Stored data entries

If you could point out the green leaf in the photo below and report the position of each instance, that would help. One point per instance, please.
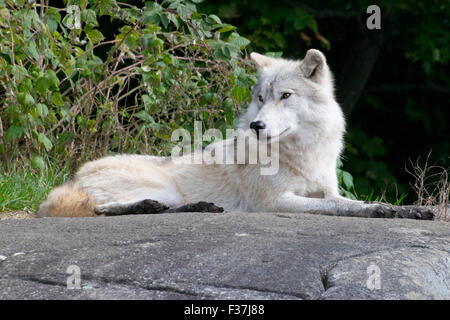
(215, 18)
(95, 36)
(57, 99)
(42, 84)
(38, 162)
(240, 94)
(88, 16)
(226, 28)
(52, 25)
(143, 115)
(30, 50)
(238, 40)
(42, 110)
(228, 107)
(347, 179)
(48, 145)
(13, 133)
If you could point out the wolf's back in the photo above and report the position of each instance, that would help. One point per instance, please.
(67, 200)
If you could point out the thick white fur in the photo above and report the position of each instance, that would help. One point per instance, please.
(313, 126)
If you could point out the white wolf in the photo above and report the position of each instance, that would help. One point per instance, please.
(295, 100)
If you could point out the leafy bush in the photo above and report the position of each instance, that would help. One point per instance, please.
(72, 88)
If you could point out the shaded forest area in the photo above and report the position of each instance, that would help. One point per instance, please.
(392, 83)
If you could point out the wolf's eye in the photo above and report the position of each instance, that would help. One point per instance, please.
(285, 95)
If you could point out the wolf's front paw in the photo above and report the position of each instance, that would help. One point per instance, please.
(405, 212)
(150, 206)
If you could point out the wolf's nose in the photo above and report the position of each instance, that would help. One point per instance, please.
(257, 125)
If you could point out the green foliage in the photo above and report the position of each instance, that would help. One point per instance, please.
(24, 188)
(72, 88)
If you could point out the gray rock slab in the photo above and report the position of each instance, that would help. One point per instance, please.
(224, 256)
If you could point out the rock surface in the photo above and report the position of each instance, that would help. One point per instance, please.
(224, 256)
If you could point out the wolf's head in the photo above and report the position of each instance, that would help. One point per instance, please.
(293, 99)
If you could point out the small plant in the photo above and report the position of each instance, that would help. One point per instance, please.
(432, 186)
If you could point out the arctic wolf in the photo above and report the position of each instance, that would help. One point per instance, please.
(293, 107)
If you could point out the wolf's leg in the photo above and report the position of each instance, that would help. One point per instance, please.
(149, 206)
(290, 202)
(140, 207)
(201, 206)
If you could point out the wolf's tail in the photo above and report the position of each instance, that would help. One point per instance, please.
(68, 200)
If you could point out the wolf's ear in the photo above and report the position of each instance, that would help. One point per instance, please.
(260, 60)
(313, 64)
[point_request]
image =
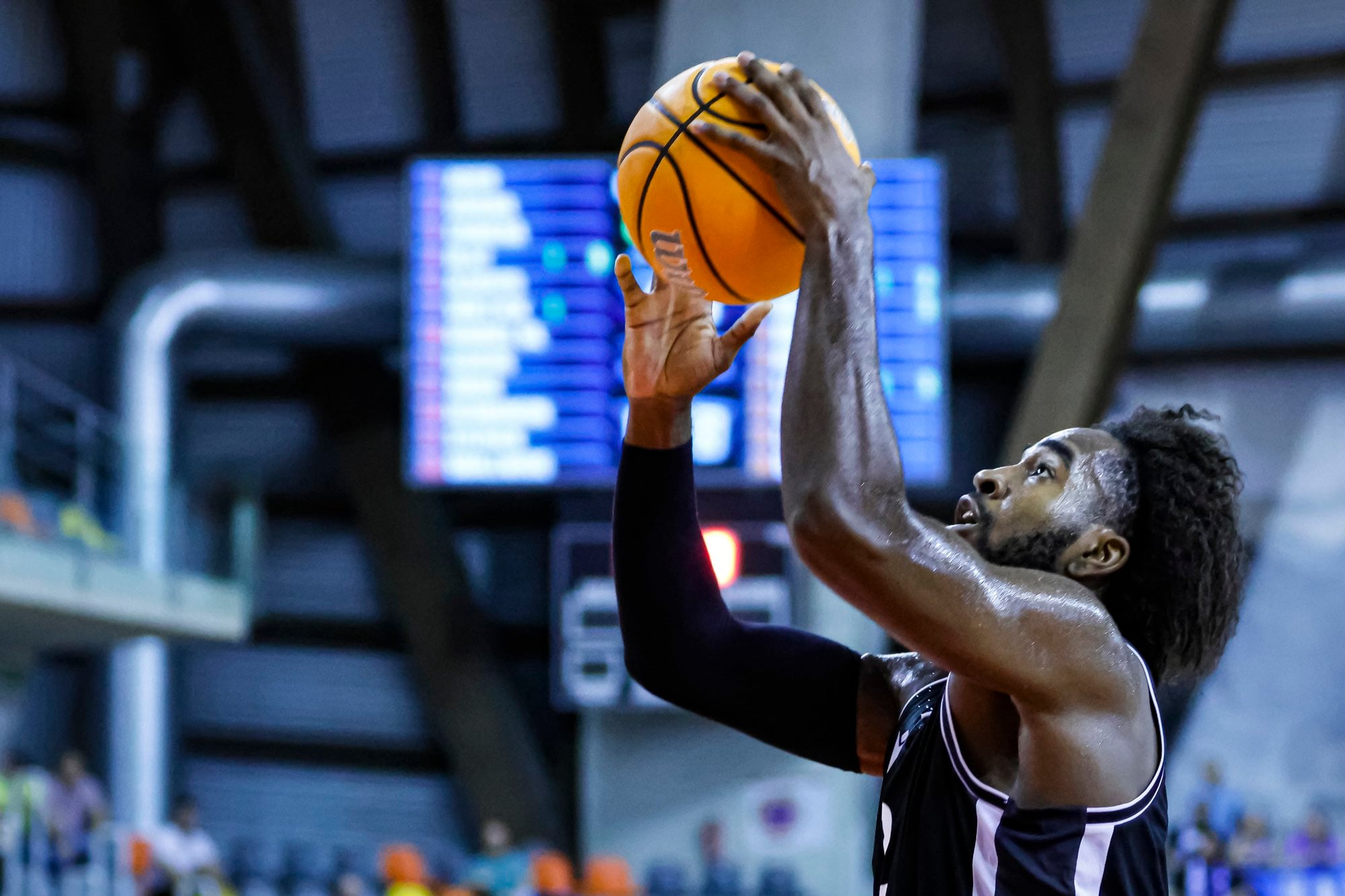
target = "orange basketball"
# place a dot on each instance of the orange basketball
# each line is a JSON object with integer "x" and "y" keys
{"x": 705, "y": 214}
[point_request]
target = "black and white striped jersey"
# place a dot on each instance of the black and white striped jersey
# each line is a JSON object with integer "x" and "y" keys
{"x": 945, "y": 833}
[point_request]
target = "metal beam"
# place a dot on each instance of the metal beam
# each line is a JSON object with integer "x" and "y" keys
{"x": 579, "y": 54}
{"x": 432, "y": 40}
{"x": 119, "y": 134}
{"x": 251, "y": 104}
{"x": 473, "y": 704}
{"x": 999, "y": 104}
{"x": 1082, "y": 350}
{"x": 1024, "y": 29}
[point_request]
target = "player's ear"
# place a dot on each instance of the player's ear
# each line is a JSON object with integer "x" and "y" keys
{"x": 1097, "y": 555}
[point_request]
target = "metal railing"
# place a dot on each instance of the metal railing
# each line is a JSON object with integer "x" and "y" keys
{"x": 60, "y": 459}
{"x": 30, "y": 870}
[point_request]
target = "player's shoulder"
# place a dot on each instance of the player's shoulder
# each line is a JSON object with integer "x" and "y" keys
{"x": 906, "y": 674}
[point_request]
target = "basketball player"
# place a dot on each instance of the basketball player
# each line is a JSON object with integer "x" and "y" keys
{"x": 1020, "y": 744}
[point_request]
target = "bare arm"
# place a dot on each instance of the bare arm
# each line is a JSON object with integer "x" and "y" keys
{"x": 1034, "y": 635}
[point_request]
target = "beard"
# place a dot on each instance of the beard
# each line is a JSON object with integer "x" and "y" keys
{"x": 1032, "y": 551}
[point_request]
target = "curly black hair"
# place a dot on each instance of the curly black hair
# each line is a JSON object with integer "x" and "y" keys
{"x": 1179, "y": 596}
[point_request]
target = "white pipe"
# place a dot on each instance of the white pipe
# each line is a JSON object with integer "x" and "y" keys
{"x": 291, "y": 300}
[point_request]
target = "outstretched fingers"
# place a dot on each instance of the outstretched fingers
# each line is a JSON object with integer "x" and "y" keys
{"x": 755, "y": 149}
{"x": 738, "y": 335}
{"x": 782, "y": 96}
{"x": 805, "y": 89}
{"x": 626, "y": 279}
{"x": 761, "y": 104}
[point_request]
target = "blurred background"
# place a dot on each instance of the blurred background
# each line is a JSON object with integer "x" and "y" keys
{"x": 310, "y": 411}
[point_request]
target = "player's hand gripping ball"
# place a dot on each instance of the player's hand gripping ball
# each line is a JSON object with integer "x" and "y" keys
{"x": 728, "y": 169}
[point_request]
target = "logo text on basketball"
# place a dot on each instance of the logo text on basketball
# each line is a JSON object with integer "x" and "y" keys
{"x": 672, "y": 259}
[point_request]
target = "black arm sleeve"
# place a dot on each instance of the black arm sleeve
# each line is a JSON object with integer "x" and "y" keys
{"x": 781, "y": 685}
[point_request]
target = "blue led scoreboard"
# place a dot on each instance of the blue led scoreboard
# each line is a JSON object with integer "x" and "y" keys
{"x": 514, "y": 330}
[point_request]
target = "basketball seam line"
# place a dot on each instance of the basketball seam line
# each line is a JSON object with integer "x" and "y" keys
{"x": 734, "y": 174}
{"x": 687, "y": 202}
{"x": 649, "y": 179}
{"x": 696, "y": 232}
{"x": 704, "y": 107}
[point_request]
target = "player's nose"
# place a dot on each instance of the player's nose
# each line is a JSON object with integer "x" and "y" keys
{"x": 992, "y": 483}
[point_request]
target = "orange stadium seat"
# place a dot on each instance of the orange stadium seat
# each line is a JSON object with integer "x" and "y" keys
{"x": 403, "y": 864}
{"x": 607, "y": 876}
{"x": 17, "y": 513}
{"x": 553, "y": 874}
{"x": 142, "y": 856}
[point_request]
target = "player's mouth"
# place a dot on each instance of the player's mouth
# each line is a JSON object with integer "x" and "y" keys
{"x": 966, "y": 517}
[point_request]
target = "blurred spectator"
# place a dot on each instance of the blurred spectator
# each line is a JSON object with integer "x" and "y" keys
{"x": 1225, "y": 806}
{"x": 1313, "y": 845}
{"x": 719, "y": 876}
{"x": 553, "y": 874}
{"x": 501, "y": 868}
{"x": 404, "y": 870}
{"x": 24, "y": 788}
{"x": 184, "y": 852}
{"x": 1253, "y": 846}
{"x": 607, "y": 876}
{"x": 76, "y": 806}
{"x": 1199, "y": 840}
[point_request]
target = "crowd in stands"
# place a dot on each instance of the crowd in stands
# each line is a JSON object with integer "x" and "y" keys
{"x": 57, "y": 822}
{"x": 1222, "y": 846}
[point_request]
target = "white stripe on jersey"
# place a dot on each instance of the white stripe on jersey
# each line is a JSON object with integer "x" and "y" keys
{"x": 985, "y": 860}
{"x": 1093, "y": 858}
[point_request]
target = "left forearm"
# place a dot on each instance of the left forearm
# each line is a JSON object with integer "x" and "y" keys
{"x": 837, "y": 440}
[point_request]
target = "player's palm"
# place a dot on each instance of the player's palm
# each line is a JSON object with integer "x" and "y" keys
{"x": 672, "y": 346}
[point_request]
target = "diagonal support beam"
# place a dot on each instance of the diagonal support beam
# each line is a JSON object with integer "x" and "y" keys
{"x": 432, "y": 37}
{"x": 252, "y": 110}
{"x": 1081, "y": 353}
{"x": 473, "y": 704}
{"x": 1024, "y": 29}
{"x": 118, "y": 127}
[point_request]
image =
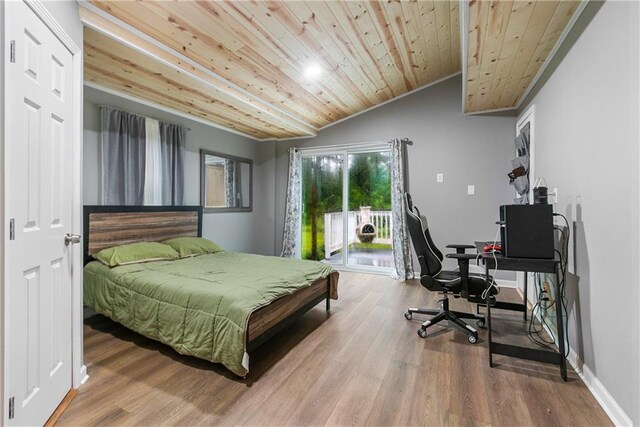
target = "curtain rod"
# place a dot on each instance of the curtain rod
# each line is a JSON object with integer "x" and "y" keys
{"x": 142, "y": 115}
{"x": 372, "y": 144}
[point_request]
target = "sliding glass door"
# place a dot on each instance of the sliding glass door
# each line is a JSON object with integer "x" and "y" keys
{"x": 322, "y": 185}
{"x": 346, "y": 208}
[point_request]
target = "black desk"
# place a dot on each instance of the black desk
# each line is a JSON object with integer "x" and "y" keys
{"x": 525, "y": 265}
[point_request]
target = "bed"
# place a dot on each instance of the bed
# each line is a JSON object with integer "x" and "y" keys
{"x": 218, "y": 307}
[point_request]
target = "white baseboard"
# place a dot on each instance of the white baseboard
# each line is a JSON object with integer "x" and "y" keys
{"x": 83, "y": 375}
{"x": 599, "y": 391}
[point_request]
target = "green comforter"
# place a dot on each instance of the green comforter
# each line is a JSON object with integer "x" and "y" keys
{"x": 199, "y": 306}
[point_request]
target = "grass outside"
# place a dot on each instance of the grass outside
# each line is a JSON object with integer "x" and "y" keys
{"x": 306, "y": 243}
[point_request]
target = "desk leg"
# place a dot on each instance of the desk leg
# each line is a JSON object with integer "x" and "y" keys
{"x": 488, "y": 315}
{"x": 526, "y": 306}
{"x": 560, "y": 327}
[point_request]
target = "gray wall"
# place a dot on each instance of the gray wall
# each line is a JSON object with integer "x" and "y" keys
{"x": 586, "y": 125}
{"x": 239, "y": 231}
{"x": 468, "y": 150}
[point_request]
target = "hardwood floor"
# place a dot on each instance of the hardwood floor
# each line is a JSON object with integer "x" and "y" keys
{"x": 362, "y": 364}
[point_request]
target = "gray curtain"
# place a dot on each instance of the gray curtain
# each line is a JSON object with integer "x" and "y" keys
{"x": 293, "y": 206}
{"x": 172, "y": 143}
{"x": 402, "y": 256}
{"x": 123, "y": 157}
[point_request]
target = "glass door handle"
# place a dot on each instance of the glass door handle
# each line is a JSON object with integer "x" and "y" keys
{"x": 71, "y": 239}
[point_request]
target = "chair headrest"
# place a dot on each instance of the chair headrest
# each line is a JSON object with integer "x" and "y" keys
{"x": 415, "y": 212}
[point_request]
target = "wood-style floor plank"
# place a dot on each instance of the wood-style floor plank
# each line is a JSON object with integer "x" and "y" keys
{"x": 361, "y": 364}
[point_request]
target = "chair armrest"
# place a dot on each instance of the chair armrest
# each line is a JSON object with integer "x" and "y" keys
{"x": 460, "y": 249}
{"x": 462, "y": 256}
{"x": 455, "y": 246}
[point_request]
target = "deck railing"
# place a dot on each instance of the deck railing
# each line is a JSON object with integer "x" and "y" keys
{"x": 333, "y": 229}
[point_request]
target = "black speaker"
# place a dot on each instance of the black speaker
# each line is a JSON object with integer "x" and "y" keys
{"x": 527, "y": 231}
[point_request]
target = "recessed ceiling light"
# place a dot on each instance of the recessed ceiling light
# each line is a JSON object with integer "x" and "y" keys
{"x": 313, "y": 71}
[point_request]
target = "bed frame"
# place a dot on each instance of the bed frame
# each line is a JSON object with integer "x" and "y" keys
{"x": 106, "y": 226}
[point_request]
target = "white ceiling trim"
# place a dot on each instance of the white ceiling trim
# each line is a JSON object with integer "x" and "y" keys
{"x": 227, "y": 87}
{"x": 168, "y": 110}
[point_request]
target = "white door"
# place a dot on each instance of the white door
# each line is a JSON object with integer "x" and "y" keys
{"x": 39, "y": 193}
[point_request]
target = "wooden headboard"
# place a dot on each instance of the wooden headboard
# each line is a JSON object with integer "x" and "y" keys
{"x": 106, "y": 226}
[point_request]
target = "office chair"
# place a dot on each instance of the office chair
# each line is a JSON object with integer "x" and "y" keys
{"x": 459, "y": 283}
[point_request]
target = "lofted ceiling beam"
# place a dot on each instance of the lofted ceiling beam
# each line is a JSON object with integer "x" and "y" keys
{"x": 112, "y": 27}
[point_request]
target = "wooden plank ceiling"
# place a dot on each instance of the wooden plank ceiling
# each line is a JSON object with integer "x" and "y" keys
{"x": 507, "y": 44}
{"x": 242, "y": 64}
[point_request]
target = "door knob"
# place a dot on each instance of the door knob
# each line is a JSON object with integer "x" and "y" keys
{"x": 71, "y": 239}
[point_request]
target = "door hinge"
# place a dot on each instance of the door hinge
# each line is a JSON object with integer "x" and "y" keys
{"x": 12, "y": 407}
{"x": 12, "y": 51}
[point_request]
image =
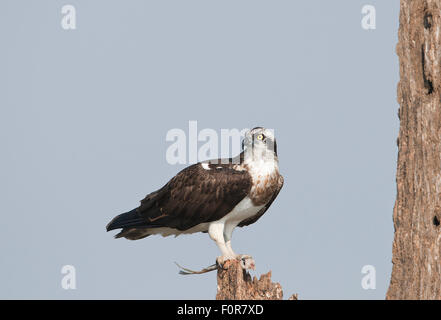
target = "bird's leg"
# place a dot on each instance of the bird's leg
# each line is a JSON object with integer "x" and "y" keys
{"x": 216, "y": 232}
{"x": 186, "y": 271}
{"x": 246, "y": 261}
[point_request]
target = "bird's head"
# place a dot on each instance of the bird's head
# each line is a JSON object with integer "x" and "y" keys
{"x": 261, "y": 142}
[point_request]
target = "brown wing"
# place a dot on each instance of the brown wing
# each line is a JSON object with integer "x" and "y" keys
{"x": 256, "y": 217}
{"x": 194, "y": 196}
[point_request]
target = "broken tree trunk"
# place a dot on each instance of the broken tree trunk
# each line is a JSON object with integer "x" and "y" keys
{"x": 234, "y": 283}
{"x": 416, "y": 272}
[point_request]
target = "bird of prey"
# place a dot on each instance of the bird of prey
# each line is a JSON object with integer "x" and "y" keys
{"x": 213, "y": 196}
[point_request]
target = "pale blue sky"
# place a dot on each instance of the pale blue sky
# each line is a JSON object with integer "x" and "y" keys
{"x": 84, "y": 115}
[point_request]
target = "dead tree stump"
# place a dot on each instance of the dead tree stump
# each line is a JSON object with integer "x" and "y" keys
{"x": 234, "y": 283}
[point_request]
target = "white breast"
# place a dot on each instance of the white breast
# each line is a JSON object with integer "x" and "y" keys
{"x": 243, "y": 210}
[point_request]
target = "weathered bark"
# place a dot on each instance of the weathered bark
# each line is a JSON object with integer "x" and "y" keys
{"x": 234, "y": 283}
{"x": 416, "y": 270}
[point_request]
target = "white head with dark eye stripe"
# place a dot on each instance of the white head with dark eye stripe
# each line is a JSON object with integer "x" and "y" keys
{"x": 261, "y": 141}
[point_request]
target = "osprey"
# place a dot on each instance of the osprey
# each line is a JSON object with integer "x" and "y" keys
{"x": 213, "y": 196}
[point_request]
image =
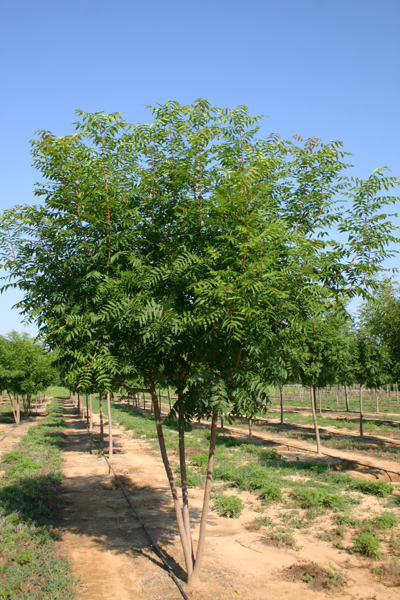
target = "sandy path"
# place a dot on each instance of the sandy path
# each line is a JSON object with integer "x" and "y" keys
{"x": 112, "y": 558}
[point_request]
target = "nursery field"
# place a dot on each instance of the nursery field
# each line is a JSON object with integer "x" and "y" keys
{"x": 315, "y": 523}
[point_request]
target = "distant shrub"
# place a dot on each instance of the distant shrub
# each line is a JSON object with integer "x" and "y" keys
{"x": 318, "y": 497}
{"x": 367, "y": 544}
{"x": 271, "y": 493}
{"x": 229, "y": 506}
{"x": 373, "y": 488}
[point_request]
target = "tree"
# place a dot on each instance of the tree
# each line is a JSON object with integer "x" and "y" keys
{"x": 25, "y": 369}
{"x": 174, "y": 254}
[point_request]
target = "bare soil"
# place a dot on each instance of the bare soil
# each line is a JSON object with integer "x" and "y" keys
{"x": 112, "y": 557}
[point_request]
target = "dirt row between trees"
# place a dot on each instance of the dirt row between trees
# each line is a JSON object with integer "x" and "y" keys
{"x": 112, "y": 557}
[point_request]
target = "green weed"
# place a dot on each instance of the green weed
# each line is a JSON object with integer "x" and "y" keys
{"x": 228, "y": 506}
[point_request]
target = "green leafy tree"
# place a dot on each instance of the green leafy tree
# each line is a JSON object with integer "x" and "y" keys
{"x": 174, "y": 254}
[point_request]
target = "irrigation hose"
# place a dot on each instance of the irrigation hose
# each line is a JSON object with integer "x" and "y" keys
{"x": 155, "y": 546}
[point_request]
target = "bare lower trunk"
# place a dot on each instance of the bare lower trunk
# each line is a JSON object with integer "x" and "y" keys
{"x": 346, "y": 395}
{"x": 15, "y": 409}
{"x": 315, "y": 420}
{"x": 110, "y": 446}
{"x": 185, "y": 495}
{"x": 171, "y": 480}
{"x": 90, "y": 414}
{"x": 101, "y": 419}
{"x": 194, "y": 578}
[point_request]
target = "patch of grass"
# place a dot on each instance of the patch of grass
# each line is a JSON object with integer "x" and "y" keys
{"x": 373, "y": 488}
{"x": 228, "y": 506}
{"x": 271, "y": 493}
{"x": 367, "y": 544}
{"x": 318, "y": 497}
{"x": 386, "y": 521}
{"x": 30, "y": 566}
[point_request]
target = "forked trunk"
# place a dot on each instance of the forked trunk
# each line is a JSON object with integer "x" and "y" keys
{"x": 90, "y": 414}
{"x": 346, "y": 395}
{"x": 110, "y": 446}
{"x": 171, "y": 480}
{"x": 15, "y": 409}
{"x": 185, "y": 495}
{"x": 194, "y": 578}
{"x": 101, "y": 419}
{"x": 315, "y": 420}
{"x": 281, "y": 401}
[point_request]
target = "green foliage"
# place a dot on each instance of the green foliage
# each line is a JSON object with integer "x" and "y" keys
{"x": 386, "y": 521}
{"x": 271, "y": 493}
{"x": 30, "y": 564}
{"x": 318, "y": 498}
{"x": 367, "y": 544}
{"x": 373, "y": 488}
{"x": 229, "y": 506}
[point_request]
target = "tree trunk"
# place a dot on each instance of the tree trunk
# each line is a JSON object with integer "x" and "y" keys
{"x": 185, "y": 495}
{"x": 90, "y": 414}
{"x": 312, "y": 389}
{"x": 101, "y": 419}
{"x": 281, "y": 401}
{"x": 170, "y": 475}
{"x": 193, "y": 580}
{"x": 110, "y": 446}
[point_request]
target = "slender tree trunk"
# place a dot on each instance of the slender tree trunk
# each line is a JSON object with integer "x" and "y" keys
{"x": 193, "y": 580}
{"x": 312, "y": 389}
{"x": 281, "y": 401}
{"x": 101, "y": 419}
{"x": 15, "y": 410}
{"x": 170, "y": 475}
{"x": 169, "y": 399}
{"x": 90, "y": 414}
{"x": 110, "y": 445}
{"x": 185, "y": 495}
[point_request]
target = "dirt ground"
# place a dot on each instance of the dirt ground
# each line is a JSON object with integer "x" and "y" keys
{"x": 112, "y": 557}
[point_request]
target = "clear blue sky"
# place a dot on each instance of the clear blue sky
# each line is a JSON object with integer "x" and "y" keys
{"x": 316, "y": 67}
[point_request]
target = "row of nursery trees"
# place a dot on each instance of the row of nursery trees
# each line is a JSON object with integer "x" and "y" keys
{"x": 26, "y": 370}
{"x": 192, "y": 253}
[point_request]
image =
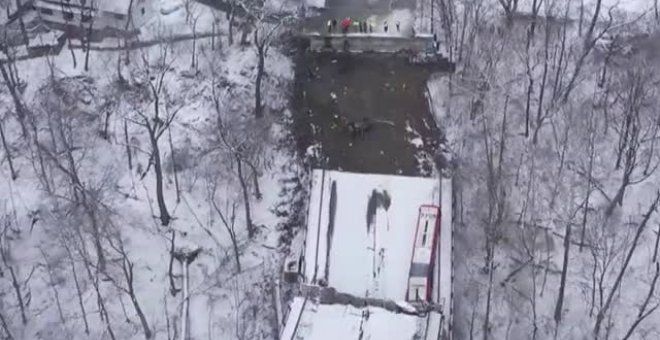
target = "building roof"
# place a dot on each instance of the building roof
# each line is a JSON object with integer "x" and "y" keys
{"x": 361, "y": 230}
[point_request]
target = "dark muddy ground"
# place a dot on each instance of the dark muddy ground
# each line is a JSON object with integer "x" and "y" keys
{"x": 380, "y": 87}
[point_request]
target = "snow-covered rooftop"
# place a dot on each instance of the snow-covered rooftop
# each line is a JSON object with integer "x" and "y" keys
{"x": 310, "y": 321}
{"x": 361, "y": 229}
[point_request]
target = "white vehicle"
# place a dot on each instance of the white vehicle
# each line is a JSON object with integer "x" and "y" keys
{"x": 427, "y": 233}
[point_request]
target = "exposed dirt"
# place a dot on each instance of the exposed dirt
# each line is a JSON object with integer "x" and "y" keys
{"x": 387, "y": 90}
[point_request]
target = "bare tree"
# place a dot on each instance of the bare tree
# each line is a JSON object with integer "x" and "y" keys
{"x": 510, "y": 7}
{"x": 13, "y": 84}
{"x": 8, "y": 262}
{"x": 602, "y": 312}
{"x": 8, "y": 155}
{"x": 264, "y": 32}
{"x": 228, "y": 218}
{"x": 644, "y": 310}
{"x": 633, "y": 132}
{"x": 157, "y": 123}
{"x": 128, "y": 286}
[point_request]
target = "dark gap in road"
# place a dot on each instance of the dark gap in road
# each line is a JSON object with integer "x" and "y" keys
{"x": 384, "y": 88}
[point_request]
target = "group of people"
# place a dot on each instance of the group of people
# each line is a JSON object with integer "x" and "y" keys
{"x": 361, "y": 26}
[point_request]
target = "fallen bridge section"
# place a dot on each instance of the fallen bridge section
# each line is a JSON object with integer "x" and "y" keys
{"x": 358, "y": 42}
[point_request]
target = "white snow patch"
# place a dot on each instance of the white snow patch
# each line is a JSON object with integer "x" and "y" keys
{"x": 365, "y": 260}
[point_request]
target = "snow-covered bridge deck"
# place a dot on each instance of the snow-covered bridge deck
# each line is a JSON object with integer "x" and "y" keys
{"x": 361, "y": 229}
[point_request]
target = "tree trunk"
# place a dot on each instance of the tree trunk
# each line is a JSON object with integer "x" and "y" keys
{"x": 643, "y": 313}
{"x": 258, "y": 111}
{"x": 15, "y": 285}
{"x": 5, "y": 327}
{"x": 230, "y": 36}
{"x": 564, "y": 270}
{"x": 10, "y": 162}
{"x": 640, "y": 229}
{"x": 18, "y": 104}
{"x": 88, "y": 43}
{"x": 174, "y": 167}
{"x": 246, "y": 197}
{"x": 78, "y": 290}
{"x": 128, "y": 268}
{"x": 73, "y": 54}
{"x": 162, "y": 207}
{"x": 128, "y": 146}
{"x": 26, "y": 39}
{"x": 657, "y": 242}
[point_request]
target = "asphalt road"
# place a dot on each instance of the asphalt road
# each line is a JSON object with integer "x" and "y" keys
{"x": 383, "y": 88}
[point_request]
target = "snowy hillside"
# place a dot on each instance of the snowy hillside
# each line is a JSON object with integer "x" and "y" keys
{"x": 552, "y": 140}
{"x": 139, "y": 195}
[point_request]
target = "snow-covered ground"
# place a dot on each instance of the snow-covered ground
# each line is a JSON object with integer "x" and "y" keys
{"x": 94, "y": 116}
{"x": 311, "y": 321}
{"x": 361, "y": 229}
{"x": 522, "y": 196}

Your instructions =>
Tell how many lines of the records above contain "shoulder", replying with the number only.

Answer box =>
2